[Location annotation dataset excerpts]
────────
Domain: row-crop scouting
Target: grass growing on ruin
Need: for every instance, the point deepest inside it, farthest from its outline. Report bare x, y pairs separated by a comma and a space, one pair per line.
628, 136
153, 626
────────
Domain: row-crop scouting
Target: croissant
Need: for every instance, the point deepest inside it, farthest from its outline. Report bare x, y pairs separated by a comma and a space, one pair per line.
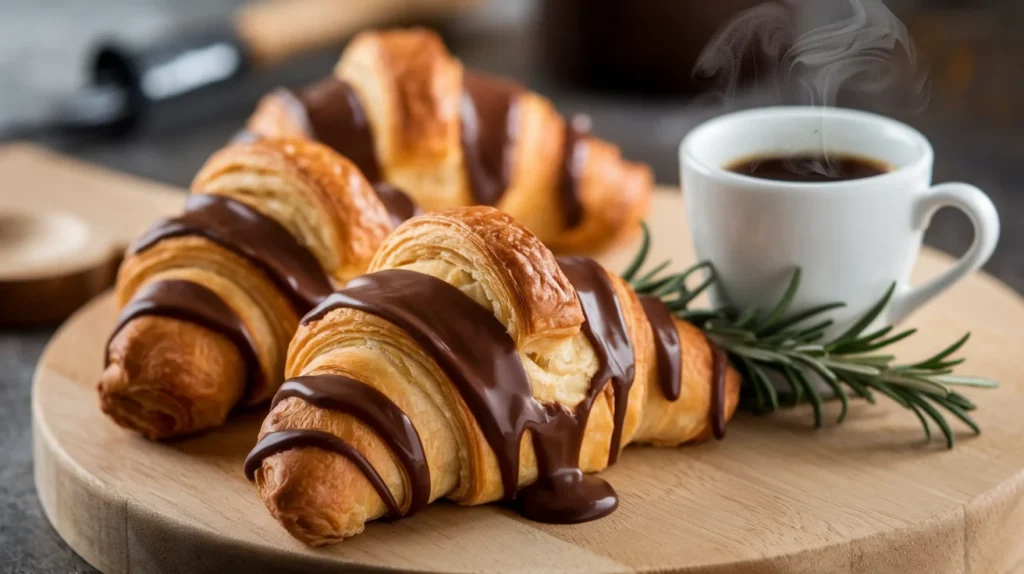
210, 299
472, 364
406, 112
────────
== Work instructions ==
How many lines in the listing above contain the string "Target" with case matching? Reply with the number alone.

== Correct answer ==
2